**Reading passage:**
· · · · · · ·
Displacement is equal to the average speed, which... The average speed is basically the sum of the initial speed and the final speed divided by 2 multiplied by the time. As you can see, the third equation that I listed here looks like the first equation for a constant speed.

Okay, I did not want to do that. So I can rewrite this equation like this. V average times t, where V average is initial plus final divided by 2. Now, there's another equation that you need to know. D is equal to V initial t plus 1 half a t squared. So make sure you know that equation too.

So what exactly is D? You can use D as displacement or distance. Distance and displacement are the same if an object moves in one direction. and doesn't change direction.

If it changes direction then displacement and distance is not the same. But technically D is displacement. Displacement is basically the difference between the final position minus the initial position.

Now you can use displacement in the X direction or you can use it in the Y direction. So just keep that in mind. Now there's three types of shapes for projectile motions that you need to be familiar with. Let's say if we have an object, and it comes off a cliff horizontally and then eventually hits the ground.
· · · · · · ·
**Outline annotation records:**

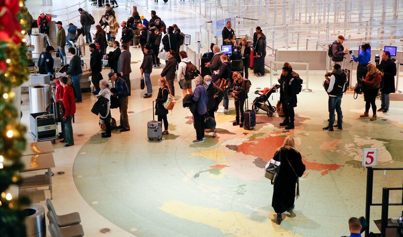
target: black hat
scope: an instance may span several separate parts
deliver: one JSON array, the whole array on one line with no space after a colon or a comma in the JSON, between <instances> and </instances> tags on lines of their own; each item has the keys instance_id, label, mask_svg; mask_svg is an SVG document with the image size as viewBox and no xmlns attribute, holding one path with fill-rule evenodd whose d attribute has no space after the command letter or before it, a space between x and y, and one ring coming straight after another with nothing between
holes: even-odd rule
<instances>
[{"instance_id":1,"label":"black hat","mask_svg":"<svg viewBox=\"0 0 403 237\"><path fill-rule=\"evenodd\" d=\"M115 73L113 71L110 72L109 73L108 73L108 78L110 79L112 77L113 77L116 74L116 73Z\"/></svg>"}]
</instances>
· · · · · · ·
**Exercise task A:**
Decide whether each statement agrees with the passage on motion equations, answering yes or no and quoting the words of the passage that settle it: (i) Distance and displacement are always the same. (ii) Displacement can be used in either the X or the Y direction. (iii) Displacement is the final position minus the initial position.
**Exercise task B:**
Continue the passage on motion equations, picking up right after its last sentence.

**Answer A:**
(i) No: "If it changes direction then displacement and distance is not the same."
(ii) Yes: "Now you can use displacement in the X direction or you can use it in the Y direction."
(iii) Yes: "Displacement is basically the difference between the final position minus the initial position."

**Answer B:**
That's the first type of trajectory you're going to be dealing with. So what equations do we need for this situation? The first equation that's going to help you is this, h is equal to 1 half at squared, where h represents the height of the cliff, and t is the time it takes to hit the ground. This equation comes from this equation, d is equal to v initial t plus 1 half at squared. Now when you're using these equations, you need to ask yourself, am I dealing with the x direction or the y direction?

direction you gotta separate x and y for projectile motion problems we're gonna apply this equation along the y-direction so this is really dy is equal to V y initial times t plus 1 half ay times t squared. dy, the displacement in the y direction, is basically the height. So that's h.

vy at the top is always 0 because the object is moving horizontally. The initial speed of the ball is vx, not vy. And so we get this equation.

So h is equal to 1 half a t squared. So let me just redraw this picture. So make sure you know the first equation that we just mentioned.

Now, in addition to knowing this equation, which if you know the time you can find the height of the cliff, there's also another one. We know that d is equal to vt. This is the range of the graph, the distance between where the ball lands and the base of the cliff. Now, if we apply this equation in the x direction, the displacement in the x direction is the range.

So, we can say that the range is equal to vxt. And for this type of trajectory, vx is the initial speed of the ball. So, that's how you can calculate the range. If you have the range, you can find the time, and then using the time, you can find the height.

So, these are the two main equations that you'll need. for this particular trajectory. Now, there are some other equations. Sometimes you've got to find the speed of the ball just before it hits the ground.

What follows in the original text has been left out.